───── DATA SHOWN

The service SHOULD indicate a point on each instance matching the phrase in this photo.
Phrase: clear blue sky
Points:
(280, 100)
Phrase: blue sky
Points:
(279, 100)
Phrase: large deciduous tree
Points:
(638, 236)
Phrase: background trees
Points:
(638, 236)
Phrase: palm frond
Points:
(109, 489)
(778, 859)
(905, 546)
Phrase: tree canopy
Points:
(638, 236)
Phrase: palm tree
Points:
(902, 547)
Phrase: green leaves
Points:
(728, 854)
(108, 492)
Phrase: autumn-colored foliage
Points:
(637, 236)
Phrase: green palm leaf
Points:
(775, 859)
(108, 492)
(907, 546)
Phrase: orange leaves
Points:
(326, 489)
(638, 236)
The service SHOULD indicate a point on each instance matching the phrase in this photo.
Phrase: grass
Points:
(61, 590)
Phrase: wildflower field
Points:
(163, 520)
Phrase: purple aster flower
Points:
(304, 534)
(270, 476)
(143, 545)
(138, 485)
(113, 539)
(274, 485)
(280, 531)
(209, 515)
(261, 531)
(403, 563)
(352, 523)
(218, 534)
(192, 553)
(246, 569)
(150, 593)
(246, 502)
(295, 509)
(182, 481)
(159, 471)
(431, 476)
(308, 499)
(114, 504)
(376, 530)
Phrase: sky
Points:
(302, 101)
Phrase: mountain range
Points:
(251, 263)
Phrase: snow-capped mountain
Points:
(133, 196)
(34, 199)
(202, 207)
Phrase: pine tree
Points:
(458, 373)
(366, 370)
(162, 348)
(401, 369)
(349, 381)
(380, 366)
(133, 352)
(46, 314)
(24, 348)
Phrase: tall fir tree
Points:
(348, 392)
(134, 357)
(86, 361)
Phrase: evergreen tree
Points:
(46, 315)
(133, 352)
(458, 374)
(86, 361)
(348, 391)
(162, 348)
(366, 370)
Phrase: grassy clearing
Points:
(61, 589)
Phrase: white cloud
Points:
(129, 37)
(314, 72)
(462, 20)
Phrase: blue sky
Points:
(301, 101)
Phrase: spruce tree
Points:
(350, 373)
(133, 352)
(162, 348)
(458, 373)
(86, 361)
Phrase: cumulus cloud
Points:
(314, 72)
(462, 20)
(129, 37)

──────────

◆ **THE EXERCISE**
Revise the data above so every instance of "blue sky" becomes "azure sky", keeping everything else as it is.

◆ **ANSWER TO THIS PROBLEM**
The service SHOULD indicate a point on each instance matching the phrase in this photo.
Phrase: clear azure sky
Points:
(280, 100)
Phrase: azure sky
Points:
(279, 100)
Phrase: large deciduous tree
Points:
(638, 236)
Phrase: background trees
Points:
(638, 236)
Phrase: palm frond
Points:
(109, 489)
(778, 859)
(905, 546)
Phrase: tree canopy
Points:
(638, 236)
Phrase: palm tree
Points:
(902, 547)
Phrase: green leaves
Points:
(728, 854)
(108, 492)
Phrase: autumn-colored foliage
Points:
(637, 236)
Phrase: green palm leaf
Points:
(775, 859)
(108, 492)
(907, 546)
Phrase: orange leaves
Points:
(326, 489)
(638, 236)
The service SHOULD indicate a point on each instance matching the phrase in this photo.
Phrase: grass
Points:
(61, 590)
Phrase: wildflower field
Points:
(163, 520)
Phrase: purple aster flower
Points:
(304, 534)
(270, 476)
(143, 545)
(138, 485)
(113, 539)
(274, 485)
(280, 531)
(209, 515)
(261, 531)
(403, 563)
(352, 523)
(218, 534)
(192, 553)
(246, 569)
(150, 593)
(246, 502)
(295, 509)
(182, 481)
(159, 471)
(431, 476)
(308, 499)
(114, 504)
(376, 530)
Phrase: sky
Points:
(302, 101)
Phrase: mountain range
Points:
(251, 263)
Phrase: snow-capped mountain
Points:
(133, 196)
(34, 199)
(202, 207)
Phrase: pine tree
Points:
(458, 373)
(366, 370)
(162, 348)
(401, 369)
(349, 381)
(380, 366)
(133, 352)
(46, 314)
(24, 348)
Phrase: tall fir tree
Points:
(348, 392)
(134, 357)
(86, 361)
Phrase: evergreen tree
Points:
(46, 315)
(133, 352)
(458, 374)
(86, 361)
(348, 391)
(162, 348)
(366, 370)
Phrase: grassy clearing
Points:
(61, 589)
Phrase: white cloud
Points:
(129, 37)
(314, 72)
(462, 20)
Phrase: azure sky
Points:
(301, 101)
Phrase: spruce tree
Points:
(350, 373)
(133, 352)
(162, 348)
(458, 373)
(86, 361)
Phrase: cumulus cloud
Points:
(314, 72)
(462, 20)
(129, 37)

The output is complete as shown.